→ WORK TO DO:
Reproduce verbatim the stretch of the material below from the line containing "Q: Point to every instance of the rear fender" through the final line of the material.

→ SOURCE MATERIAL:
※
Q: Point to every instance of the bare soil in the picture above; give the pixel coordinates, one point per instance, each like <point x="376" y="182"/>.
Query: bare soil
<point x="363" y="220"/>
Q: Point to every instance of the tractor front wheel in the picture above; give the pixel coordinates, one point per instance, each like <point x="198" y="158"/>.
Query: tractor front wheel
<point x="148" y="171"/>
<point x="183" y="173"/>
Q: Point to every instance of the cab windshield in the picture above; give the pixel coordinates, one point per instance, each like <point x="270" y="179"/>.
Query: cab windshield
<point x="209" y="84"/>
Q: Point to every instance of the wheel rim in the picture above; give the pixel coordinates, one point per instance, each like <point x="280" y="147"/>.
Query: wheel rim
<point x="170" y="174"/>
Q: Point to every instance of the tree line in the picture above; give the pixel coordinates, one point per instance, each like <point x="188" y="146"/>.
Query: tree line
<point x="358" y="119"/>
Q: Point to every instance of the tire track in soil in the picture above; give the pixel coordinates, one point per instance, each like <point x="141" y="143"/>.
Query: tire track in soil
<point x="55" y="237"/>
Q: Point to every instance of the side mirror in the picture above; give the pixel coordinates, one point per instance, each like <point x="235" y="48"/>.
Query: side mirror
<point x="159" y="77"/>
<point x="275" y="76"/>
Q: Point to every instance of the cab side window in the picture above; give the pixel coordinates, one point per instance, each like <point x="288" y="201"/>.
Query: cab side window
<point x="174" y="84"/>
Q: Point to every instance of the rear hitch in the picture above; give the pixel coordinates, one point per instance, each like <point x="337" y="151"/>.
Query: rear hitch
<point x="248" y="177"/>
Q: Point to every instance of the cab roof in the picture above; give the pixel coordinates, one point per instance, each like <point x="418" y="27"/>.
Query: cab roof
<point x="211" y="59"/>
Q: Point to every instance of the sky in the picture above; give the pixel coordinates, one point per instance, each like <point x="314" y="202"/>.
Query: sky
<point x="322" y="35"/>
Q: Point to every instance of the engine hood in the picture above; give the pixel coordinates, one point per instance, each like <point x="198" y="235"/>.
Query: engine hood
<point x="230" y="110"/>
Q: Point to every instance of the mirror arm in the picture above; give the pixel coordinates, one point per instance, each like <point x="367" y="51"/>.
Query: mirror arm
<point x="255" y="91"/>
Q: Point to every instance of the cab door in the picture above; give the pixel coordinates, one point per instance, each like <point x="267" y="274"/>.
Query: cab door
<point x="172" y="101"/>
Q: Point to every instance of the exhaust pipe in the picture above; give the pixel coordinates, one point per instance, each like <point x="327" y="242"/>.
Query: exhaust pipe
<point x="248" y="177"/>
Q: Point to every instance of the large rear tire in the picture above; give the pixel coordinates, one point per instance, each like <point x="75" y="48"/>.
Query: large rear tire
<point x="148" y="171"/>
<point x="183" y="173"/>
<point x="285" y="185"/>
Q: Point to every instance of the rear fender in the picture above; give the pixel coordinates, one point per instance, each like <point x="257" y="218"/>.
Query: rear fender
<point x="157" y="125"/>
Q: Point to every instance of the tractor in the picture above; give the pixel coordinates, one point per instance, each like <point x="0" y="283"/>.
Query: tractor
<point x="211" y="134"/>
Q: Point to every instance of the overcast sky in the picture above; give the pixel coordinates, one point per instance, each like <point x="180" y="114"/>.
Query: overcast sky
※
→ TASK SOLUTION:
Q: Point to every instance of the rear fender in the picture above; give the pixel coordinates, one point per instance, each like <point x="257" y="218"/>.
Query: rear fender
<point x="157" y="125"/>
Q: Point to every instance of the tractor in the picture above; give the pixel coordinates, one point per instance, each like <point x="0" y="283"/>.
Query: tractor
<point x="211" y="134"/>
Q: Point to every instance of the overcast sky in the picture above; give the pixel coordinates, one point per instance, each like <point x="180" y="114"/>.
Query: overcast sky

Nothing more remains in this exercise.